→ Görev yönergesi:
Aşağıdaki maç yazısında "2 Aralık 2009" ifadesinden başlayıp "vuruşunu beklediklerini gözlemledim." ifadesi de dahil olmak üzere oraya kadar uzanan kısmı birebir döndürür müsün?

→ Metin bölümü:
• • • •

2 Aralık 2009 Çarşamba
Avrupa duy sesimizi
Maçtan önce yemek yediğimiz büfede garsonun yaptığı Twente-twenteone-twentetwo espirisiyle taraftarların maça konsantre bir biçimde başlama vuruşunu beklediklerini gözlemledim.
Bu maça takımdan çok emin bir havada çıksak sonuç çok farklı olurdu, Hollanda ligi lideri ve ilk maçta kendi evinde seni yenen bir rakiple oynarken çekiniyor insan haliyle, o sayede kazandı Fener diyebilirim.

• • • •

→ Gösterilen veriler:

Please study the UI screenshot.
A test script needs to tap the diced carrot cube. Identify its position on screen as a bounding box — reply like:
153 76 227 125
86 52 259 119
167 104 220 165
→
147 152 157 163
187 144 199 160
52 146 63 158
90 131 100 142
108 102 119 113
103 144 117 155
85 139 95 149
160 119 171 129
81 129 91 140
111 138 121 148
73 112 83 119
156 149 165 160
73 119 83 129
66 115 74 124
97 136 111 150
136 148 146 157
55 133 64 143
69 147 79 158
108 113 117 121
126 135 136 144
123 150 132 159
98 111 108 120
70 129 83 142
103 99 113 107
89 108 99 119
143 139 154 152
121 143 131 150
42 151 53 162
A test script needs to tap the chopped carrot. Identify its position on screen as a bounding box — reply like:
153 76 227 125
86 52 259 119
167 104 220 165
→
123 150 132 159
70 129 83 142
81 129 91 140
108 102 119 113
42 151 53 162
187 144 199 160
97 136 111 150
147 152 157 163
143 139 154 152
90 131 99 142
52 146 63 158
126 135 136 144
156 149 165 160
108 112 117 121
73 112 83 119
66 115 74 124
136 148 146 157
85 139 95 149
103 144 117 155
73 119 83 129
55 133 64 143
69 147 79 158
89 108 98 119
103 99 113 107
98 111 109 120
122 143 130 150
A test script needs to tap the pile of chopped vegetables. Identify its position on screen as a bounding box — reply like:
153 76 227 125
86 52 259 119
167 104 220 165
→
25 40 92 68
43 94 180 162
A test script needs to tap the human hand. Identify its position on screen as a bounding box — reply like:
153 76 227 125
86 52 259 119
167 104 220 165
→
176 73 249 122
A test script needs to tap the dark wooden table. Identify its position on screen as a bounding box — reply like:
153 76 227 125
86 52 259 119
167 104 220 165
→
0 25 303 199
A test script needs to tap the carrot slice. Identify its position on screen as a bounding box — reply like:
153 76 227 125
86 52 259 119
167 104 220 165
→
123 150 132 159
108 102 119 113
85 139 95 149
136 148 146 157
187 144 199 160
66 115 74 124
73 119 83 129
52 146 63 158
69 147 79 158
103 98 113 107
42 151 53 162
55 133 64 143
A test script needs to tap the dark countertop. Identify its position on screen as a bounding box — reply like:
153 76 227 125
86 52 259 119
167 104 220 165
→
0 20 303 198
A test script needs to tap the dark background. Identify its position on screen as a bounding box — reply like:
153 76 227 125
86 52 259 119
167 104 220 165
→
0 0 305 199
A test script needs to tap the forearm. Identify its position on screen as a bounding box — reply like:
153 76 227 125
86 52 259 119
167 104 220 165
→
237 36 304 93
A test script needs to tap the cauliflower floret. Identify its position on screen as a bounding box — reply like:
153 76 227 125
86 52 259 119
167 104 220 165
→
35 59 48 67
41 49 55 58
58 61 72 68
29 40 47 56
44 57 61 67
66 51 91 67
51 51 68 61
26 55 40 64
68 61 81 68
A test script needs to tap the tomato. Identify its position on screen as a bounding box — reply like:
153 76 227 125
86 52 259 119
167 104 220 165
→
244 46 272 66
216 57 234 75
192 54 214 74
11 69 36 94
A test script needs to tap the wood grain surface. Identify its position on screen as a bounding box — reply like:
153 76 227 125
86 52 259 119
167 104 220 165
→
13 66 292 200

• • • •

→ Alıştırma çıktısı:
2 Aralık 2009 Çarşamba
Avrupa duy sesimizi
Maçtan önce yemek yediğimiz büfede garsonun yaptığı Twente-twenteone-twentetwo espirisiyle taraftarların maça konsantre bir biçimde başlama vuruşunu beklediklerini gözlemledim.